- [Document passage]
+ + + + + + +

Leap Year is a 2010 American romantic comedy film directed by Anand Tucker, and starring Amy Adams and Matthew Goode. The film is about a woman who heads to Ireland to ask her boyfriend to accept her wedding proposal on leap day, when tradition supposedly holds that men cannot refuse a woman's proposal for marriage. Her plans are interrupted by a series of increasingly unlikely events and are further complicated when she hires a handsome innkeeper to take her to her boyfriend in Dublin. The film premiered in New York City on January 6, 2010.[3]


Frustrated that her boyfriend of four years, Jeremy, still has not proposed to her, Anna Brady travels from Boston to Dublin, Ireland to propose to him on February 29, leap day, while he is there at an international cardiologists' conference. According to Irish tradition, a man who is proposed to on leap day must accept the proposal. During the flight, a storm diverts the plane to Cardiff in Wales. Anna hires a boat to take her to Cork, but the severity of the storm forces her to be put ashore on the Dingle Peninsula. She enlists the help of a surly Irish innkeeper, Declan O'Callaghan, to taxi her across the country to Dublin to pull off the proposal in time. Meanwhile, her clumsiness in her room at the inn accidentally causes a power failure to the local village but also opens up the plot of Declans backstory and introduces the idea of a lost love from the picture that Anna finds in the armoire, causing distress from Declan and making it become more intriguing. This causes Anna to later bring up his past relationships as insult.

Declan refuses to drive Anna to Dublin, but after his pub is threatened with foreclosure the next morning, he agrees to drive her for 500. Before they leave, Declan gets frustrated at Anna's luggage and she snaps at him telling him to be careful, as her expensive Louis Vuitton luggage was a gift from her boyfriend. (Declan, misunderstanding, assumes that Anna has merely named her suitcase "Louis.") The bickering duo set out in Declan's old car, but they quickly run into a herd of cows blocking the road. Anna shoos them away but steps in a cow patty and leans on the car to remove it. As she leans on the car, it then rolls downhill into a stream. The two argue, and, angry at Declan, Anna walks away from him. She stops another car for a lift, but after offering to help her, three ne'er-do-wells take just her bags and drive away.

+ + + + + + +

- [Tasks]
1 - From the Leap Year passage, extract the text word for word, starting with "Declan refuses to" and going on through "and drive away.".
2 - Summarize the Leap Year passage in two sentences.

+ + + + + + +

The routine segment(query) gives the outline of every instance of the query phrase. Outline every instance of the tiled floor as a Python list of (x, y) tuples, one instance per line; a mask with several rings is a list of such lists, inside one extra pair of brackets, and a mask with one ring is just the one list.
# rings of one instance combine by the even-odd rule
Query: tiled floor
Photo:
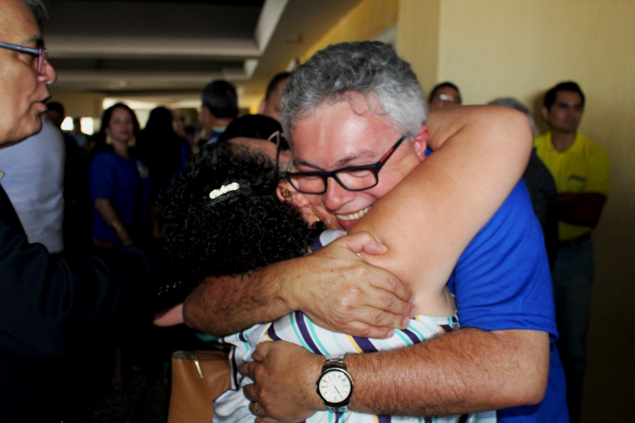
[(163, 366), (150, 366), (131, 372), (120, 389), (96, 392), (64, 423), (165, 423), (166, 398)]

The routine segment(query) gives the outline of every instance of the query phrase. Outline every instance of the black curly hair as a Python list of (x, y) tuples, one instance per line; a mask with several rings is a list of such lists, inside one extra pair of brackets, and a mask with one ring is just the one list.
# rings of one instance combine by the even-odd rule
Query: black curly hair
[[(277, 198), (279, 181), (264, 154), (229, 142), (204, 146), (162, 195), (163, 233), (178, 272), (197, 282), (305, 255), (324, 228), (309, 227)], [(234, 183), (239, 188), (211, 198)]]

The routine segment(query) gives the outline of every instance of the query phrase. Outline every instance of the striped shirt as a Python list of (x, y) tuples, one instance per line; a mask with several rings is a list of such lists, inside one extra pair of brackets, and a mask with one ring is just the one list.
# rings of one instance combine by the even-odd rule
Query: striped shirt
[[(394, 335), (387, 339), (373, 339), (352, 337), (327, 330), (312, 322), (300, 311), (288, 314), (272, 323), (257, 325), (238, 333), (228, 335), (220, 341), (233, 346), (230, 354), (232, 368), (232, 389), (221, 394), (214, 401), (214, 422), (253, 422), (254, 415), (249, 411), (249, 400), (243, 394), (244, 385), (251, 379), (236, 371), (244, 361), (251, 361), (251, 354), (258, 343), (265, 340), (286, 340), (302, 346), (318, 354), (326, 356), (344, 353), (363, 353), (394, 349), (411, 346), (444, 333), (459, 326), (456, 316), (431, 317), (418, 316), (410, 320), (406, 329), (396, 330)], [(353, 375), (354, 377), (354, 375)], [(422, 423), (450, 422), (496, 421), (495, 412), (476, 413), (463, 416), (443, 417), (403, 417), (375, 415), (355, 412), (331, 413), (318, 412), (309, 418), (309, 423), (384, 423), (391, 420), (399, 422)]]

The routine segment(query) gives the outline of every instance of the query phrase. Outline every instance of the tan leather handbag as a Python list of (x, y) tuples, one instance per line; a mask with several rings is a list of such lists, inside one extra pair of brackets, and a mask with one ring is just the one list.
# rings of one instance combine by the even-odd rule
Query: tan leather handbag
[(223, 351), (175, 351), (168, 423), (210, 423), (214, 399), (229, 386)]

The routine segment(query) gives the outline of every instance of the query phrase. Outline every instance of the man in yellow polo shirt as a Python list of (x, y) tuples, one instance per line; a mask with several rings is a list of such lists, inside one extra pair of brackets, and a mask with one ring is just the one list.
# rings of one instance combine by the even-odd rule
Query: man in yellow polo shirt
[(536, 152), (556, 181), (560, 246), (552, 272), (558, 349), (567, 381), (572, 422), (580, 420), (586, 365), (587, 330), (594, 277), (591, 233), (608, 196), (606, 151), (578, 132), (584, 94), (575, 82), (561, 83), (545, 95), (547, 133)]

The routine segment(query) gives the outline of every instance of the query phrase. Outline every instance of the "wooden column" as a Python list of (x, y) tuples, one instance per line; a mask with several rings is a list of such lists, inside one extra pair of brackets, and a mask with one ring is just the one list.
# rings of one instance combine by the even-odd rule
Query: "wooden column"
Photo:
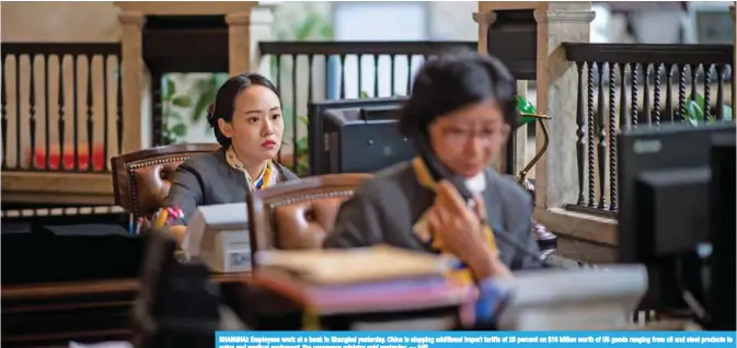
[[(735, 1), (737, 4), (737, 1)], [(735, 24), (735, 5), (729, 7), (729, 14), (732, 14), (732, 23)], [(737, 47), (737, 25), (735, 25), (735, 47)], [(735, 50), (735, 60), (732, 61), (732, 119), (737, 119), (737, 73), (735, 73), (735, 67), (737, 67), (737, 49)]]
[(123, 34), (120, 37), (120, 72), (123, 88), (123, 153), (140, 150), (141, 98), (143, 93), (143, 36), (145, 22), (141, 12), (123, 12), (118, 15)]
[(226, 14), (228, 70), (231, 76), (251, 71), (251, 11)]
[[(496, 21), (496, 12), (487, 10), (486, 2), (479, 2), (479, 12), (473, 13), (473, 21), (479, 24), (479, 54), (488, 54), (488, 27)], [(497, 172), (504, 173), (504, 163), (506, 162), (505, 149), (499, 151), (498, 158), (492, 160), (491, 166)]]
[[(548, 121), (550, 146), (536, 169), (537, 207), (560, 208), (576, 201), (576, 93), (577, 72), (567, 61), (562, 43), (588, 43), (596, 14), (591, 2), (544, 2), (534, 10), (538, 22), (538, 112)], [(538, 127), (538, 134), (542, 134)], [(542, 147), (542, 137), (537, 148)]]

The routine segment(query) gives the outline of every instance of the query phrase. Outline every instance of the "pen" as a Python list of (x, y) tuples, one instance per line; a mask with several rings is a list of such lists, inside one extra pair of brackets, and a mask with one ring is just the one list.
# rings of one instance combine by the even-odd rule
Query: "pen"
[(138, 222), (136, 223), (136, 235), (141, 234), (141, 224), (143, 224), (143, 218), (138, 218)]
[(166, 222), (166, 217), (168, 216), (169, 216), (169, 211), (166, 211), (165, 209), (162, 209), (159, 212), (159, 217), (156, 219), (156, 223), (153, 224), (153, 228), (154, 229), (161, 229), (164, 225), (164, 223)]

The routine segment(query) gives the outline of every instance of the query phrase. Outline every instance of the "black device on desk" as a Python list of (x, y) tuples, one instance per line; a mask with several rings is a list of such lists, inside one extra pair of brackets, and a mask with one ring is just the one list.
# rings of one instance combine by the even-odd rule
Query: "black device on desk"
[[(734, 139), (735, 125), (668, 125), (618, 136), (619, 259), (647, 266), (649, 288), (644, 309), (695, 314), (707, 321), (704, 275), (710, 239), (715, 236), (710, 233), (714, 222), (710, 221), (710, 207), (727, 200), (734, 207), (735, 199), (734, 188), (730, 198), (710, 197), (714, 137)], [(734, 160), (733, 142), (733, 169)], [(734, 179), (733, 174), (733, 185)], [(719, 181), (717, 185), (724, 184)], [(730, 233), (734, 241), (734, 228)], [(733, 271), (723, 276), (730, 276), (734, 283), (732, 245)], [(730, 293), (734, 316), (734, 290)]]
[[(366, 100), (339, 100), (339, 101), (324, 101), (324, 102), (312, 102), (308, 106), (308, 144), (310, 149), (310, 173), (311, 175), (321, 175), (321, 174), (329, 174), (329, 173), (338, 173), (338, 172), (331, 172), (331, 167), (335, 167), (336, 165), (331, 164), (331, 159), (330, 159), (330, 153), (331, 153), (331, 143), (330, 143), (330, 135), (325, 131), (325, 115), (327, 112), (331, 113), (339, 113), (339, 111), (343, 109), (360, 109), (360, 108), (373, 108), (373, 107), (384, 107), (384, 106), (393, 106), (393, 107), (399, 107), (405, 98), (402, 97), (379, 97), (379, 98), (366, 98)], [(342, 129), (339, 127), (336, 128), (335, 121), (330, 120), (327, 121), (331, 124), (329, 126), (331, 129), (333, 129), (333, 134), (337, 132), (341, 135)], [(385, 124), (384, 124), (385, 125)], [(385, 132), (385, 130), (389, 130), (385, 127), (379, 126), (378, 129), (375, 127), (373, 129), (370, 129), (371, 127), (367, 128), (364, 130), (364, 132), (368, 136), (371, 136), (371, 131), (377, 131), (379, 130), (378, 134), (373, 134), (373, 137), (376, 136), (387, 136), (391, 135), (391, 132)], [(352, 130), (356, 130), (357, 128), (352, 128)], [(382, 134), (382, 131), (384, 131)], [(399, 135), (391, 135), (393, 137), (399, 137)], [(368, 139), (367, 139), (368, 140)], [(379, 142), (375, 140), (375, 144), (378, 146)], [(346, 146), (353, 144), (353, 142), (346, 143)], [(360, 144), (361, 147), (365, 147), (368, 144), (368, 141), (365, 144)], [(339, 152), (339, 150), (338, 150)], [(346, 150), (346, 154), (350, 152), (350, 149)], [(339, 167), (339, 164), (337, 164)]]
[(412, 159), (415, 149), (399, 132), (399, 105), (333, 108), (324, 113), (321, 174), (372, 173)]
[(735, 330), (735, 134), (712, 138), (712, 182), (710, 184), (711, 283), (709, 329)]

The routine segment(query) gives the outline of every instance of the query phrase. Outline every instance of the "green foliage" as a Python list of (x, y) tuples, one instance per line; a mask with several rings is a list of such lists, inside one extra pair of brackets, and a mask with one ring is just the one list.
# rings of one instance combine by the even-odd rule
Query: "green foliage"
[[(517, 111), (520, 114), (532, 114), (532, 115), (534, 115), (534, 114), (538, 113), (538, 111), (534, 108), (534, 105), (532, 105), (532, 103), (530, 103), (530, 101), (528, 101), (527, 98), (523, 98), (519, 95), (517, 96)], [(533, 123), (533, 121), (534, 121), (534, 117), (521, 115), (520, 118), (519, 118), (519, 121), (517, 123), (517, 127), (521, 127), (521, 126), (525, 126), (525, 125)]]
[[(228, 73), (212, 73), (205, 79), (195, 81), (188, 93), (177, 91), (176, 83), (164, 76), (161, 90), (163, 115), (163, 143), (181, 143), (185, 141), (188, 125), (198, 123), (207, 114), (207, 107), (215, 102), (218, 89), (228, 80)], [(188, 111), (188, 117), (182, 112)], [(209, 134), (209, 128), (206, 128)]]
[[(683, 116), (683, 121), (687, 124), (690, 124), (692, 126), (699, 126), (703, 124), (709, 124), (713, 125), (716, 123), (716, 115), (715, 113), (710, 112), (710, 117), (709, 119), (705, 119), (705, 108), (709, 107), (705, 105), (704, 97), (701, 96), (701, 94), (698, 94), (694, 96), (693, 94), (689, 95), (686, 102), (686, 113), (682, 115)], [(732, 115), (732, 106), (729, 105), (723, 105), (723, 112), (724, 112), (724, 120), (725, 121), (732, 121), (733, 115)]]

+ + + + + + +

- [In response]
1 -
Declan refuses to drive Anna to Dublin, but after his pub is threatened with foreclosure the next morning, he agrees to drive her for 500. Before they leave, Declan gets frustrated at Anna's luggage and she snaps at him telling him to be careful, as her expensive Louis Vuitton luggage was a gift from her boyfriend. (Declan, misunderstanding, assumes that Anna has merely named her suitcase "Louis.") The bickering duo set out in Declan's old car, but they quickly run into a herd of cows blocking the road. Anna shoos them away but steps in a cow patty and leans on the car to remove it. As she leans on the car, it then rolls downhill into a stream. The two argue, and, angry at Declan, Anna walks away from him. She stops another car for a lift, but after offering to help her, three ne'er-do-wells take just her bags and drive away.

2 - Leap Year is a 2010 American romantic comedy directed by Anand Tucker and starring Amy Adams and Matthew Goode, about a woman who goes to Ireland to propose to her boyfriend on leap day. After a storm leaves Anna Brady on the Dingle Peninsula, she hires innkeeper Declan O'Callaghan to drive her to Dublin, but his car rolls into a stream and three men drive off with her bags.